WHAT YOU NEED TO DO. Reproduce all entries verbatim, with nothing added or dropped.

TASK MATERIAL.
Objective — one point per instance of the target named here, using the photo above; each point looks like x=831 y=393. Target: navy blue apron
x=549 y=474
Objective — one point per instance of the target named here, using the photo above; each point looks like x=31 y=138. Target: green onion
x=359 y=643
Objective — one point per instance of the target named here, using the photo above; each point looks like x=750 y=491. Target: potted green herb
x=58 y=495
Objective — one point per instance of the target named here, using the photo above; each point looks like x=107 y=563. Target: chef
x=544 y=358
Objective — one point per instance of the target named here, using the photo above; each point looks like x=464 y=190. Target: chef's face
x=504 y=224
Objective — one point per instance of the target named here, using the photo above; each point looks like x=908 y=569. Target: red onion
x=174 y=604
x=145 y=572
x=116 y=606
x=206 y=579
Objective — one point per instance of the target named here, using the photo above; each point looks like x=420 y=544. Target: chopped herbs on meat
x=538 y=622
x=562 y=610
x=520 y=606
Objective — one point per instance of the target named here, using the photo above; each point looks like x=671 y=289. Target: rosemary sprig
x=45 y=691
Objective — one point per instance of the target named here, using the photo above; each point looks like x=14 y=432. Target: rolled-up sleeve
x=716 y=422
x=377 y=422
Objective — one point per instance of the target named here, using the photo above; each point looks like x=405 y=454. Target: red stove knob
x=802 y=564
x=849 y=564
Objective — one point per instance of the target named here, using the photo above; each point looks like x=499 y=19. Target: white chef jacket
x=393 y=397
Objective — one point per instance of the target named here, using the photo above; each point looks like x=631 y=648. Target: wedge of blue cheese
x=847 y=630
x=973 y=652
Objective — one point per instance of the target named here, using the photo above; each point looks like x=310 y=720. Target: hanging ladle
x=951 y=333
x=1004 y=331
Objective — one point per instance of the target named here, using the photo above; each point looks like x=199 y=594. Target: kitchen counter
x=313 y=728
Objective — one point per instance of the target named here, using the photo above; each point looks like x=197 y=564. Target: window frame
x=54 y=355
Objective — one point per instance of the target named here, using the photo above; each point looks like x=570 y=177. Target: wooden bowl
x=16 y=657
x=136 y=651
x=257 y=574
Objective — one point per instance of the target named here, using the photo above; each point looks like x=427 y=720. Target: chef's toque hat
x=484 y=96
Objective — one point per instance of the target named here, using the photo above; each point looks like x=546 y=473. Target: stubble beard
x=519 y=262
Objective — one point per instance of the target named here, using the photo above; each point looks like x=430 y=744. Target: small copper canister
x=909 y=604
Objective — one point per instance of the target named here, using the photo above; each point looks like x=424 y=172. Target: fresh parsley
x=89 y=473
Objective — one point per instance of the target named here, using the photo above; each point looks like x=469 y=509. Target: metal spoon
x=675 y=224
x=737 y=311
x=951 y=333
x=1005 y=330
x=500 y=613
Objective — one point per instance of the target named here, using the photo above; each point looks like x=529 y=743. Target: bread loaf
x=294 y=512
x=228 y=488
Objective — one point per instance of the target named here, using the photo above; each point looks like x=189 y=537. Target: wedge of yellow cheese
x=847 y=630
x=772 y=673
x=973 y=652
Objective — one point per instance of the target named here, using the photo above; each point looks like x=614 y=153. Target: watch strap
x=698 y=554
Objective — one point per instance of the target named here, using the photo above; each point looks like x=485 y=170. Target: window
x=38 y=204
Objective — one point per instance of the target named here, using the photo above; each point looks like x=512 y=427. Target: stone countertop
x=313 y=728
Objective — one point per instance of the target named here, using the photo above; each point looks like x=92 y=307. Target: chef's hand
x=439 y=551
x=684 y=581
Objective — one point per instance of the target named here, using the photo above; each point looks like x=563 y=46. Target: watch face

RESPONSE TO THE EXERCISE.
Objective — one point per instance of the target named here, using the photo above; each point looks like x=831 y=393. Target: navy blue apron
x=549 y=474
Objective — one point per instance of the target named here, using the photo above; each point looks like x=31 y=138. Target: green onion
x=359 y=643
Objective — one point per instance of the target named here, using the photo above; each point looks like x=750 y=491. Target: potted green herb
x=58 y=495
Objective — one point per instance of the target named here, using the photo above; each point looks like x=107 y=563. Target: chef
x=544 y=358
Objective — one point per instance of the target named here, using the photo above; each point looks like x=464 y=190. Target: chef's face
x=504 y=224
Objective — one point per instance of the target named here, using the photo above; each point looks like x=908 y=569. Target: red onion
x=174 y=604
x=145 y=572
x=116 y=606
x=206 y=579
Objective — one point per instance of the target named here, using the photo above; each point looks like x=420 y=544. Target: chopped herbs on meat
x=538 y=622
x=562 y=610
x=520 y=606
Objective — one point per instance of the target named here, using the photo above; each point looks like x=671 y=289. Target: rosemary sprig
x=45 y=691
Objective — one point per instance of the target named here, using the photo above; each point looks like x=14 y=432. Target: rolled-up sleeve
x=716 y=422
x=377 y=422
Objective — one point per instance of the target named here, using the photo above; each point looks like x=405 y=454. Target: red stove knob
x=802 y=564
x=849 y=564
Objective — one point per instance of the target named here, using the photo above; each point looks like x=499 y=19. Target: white chef jacket
x=393 y=397
Objective — one point per instance of the target named here, using the photo above; each point looks like x=631 y=648. Target: wedge of blue cheese
x=847 y=630
x=973 y=652
Objective — one point per instance of the target named here, using the photo above; each point looks like x=310 y=720. Target: hanging ladle
x=951 y=333
x=1004 y=331
Objective — one point per instance of the target named here, using the photo above; each point looks like x=199 y=594. Target: kitchen counter
x=313 y=728
Objective — one point per instance of the target named here, using the photo above; each point looks like x=197 y=564. Target: window frame
x=54 y=355
Objective — one point per instance of the target named here, using the photo above; each point looks like x=570 y=177. Target: wooden bowl
x=16 y=657
x=136 y=651
x=257 y=574
Objective — one point per instance of the target named here, using the photo above; each point looks like x=427 y=720. Target: chef's toque hat
x=484 y=96
Objective — one point per instance of the target named here, using the photo above; each point looks like x=546 y=473. Target: stubble beard
x=519 y=262
Objective — one point per instance of the target named here, using the photo above; each point looks like x=430 y=744. Target: small copper canister
x=909 y=604
Objective — one point per instance of the target named here, using the photo above; each point looks like x=424 y=172. Target: fresh parsley
x=89 y=473
Objective — one point per instance of the target named here, using the photo above; each point looks like x=469 y=509. Target: metal spoon
x=675 y=224
x=737 y=311
x=951 y=333
x=1005 y=330
x=500 y=613
Objective — one point per instance of the target named here, using the photo above; each point looks like x=529 y=743. Target: bread loaf
x=294 y=512
x=228 y=488
Objective — one point per instance of the target named here, using the photo above; each point looks like x=189 y=537. Target: wedge of yellow cheese
x=847 y=630
x=772 y=673
x=973 y=652
Objective — one point per instance of the target named here, using the photo above; each point looks like x=614 y=153. Target: watch strap
x=698 y=554
Objective — one point per instance of the target named here, using the photo above; each point looks like x=485 y=170. Target: window
x=38 y=204
Objective — one point per instance of the target named here, using the photo above; each point looks like x=512 y=427. Target: stone countertop
x=313 y=728
Objective — one point per instance of the target named here, using the photo above; each point looks like x=92 y=307. Target: chef's hand
x=439 y=551
x=684 y=581
Objective — one point per instance of the target named here, using the photo above; each point looks like x=563 y=46. Target: watch face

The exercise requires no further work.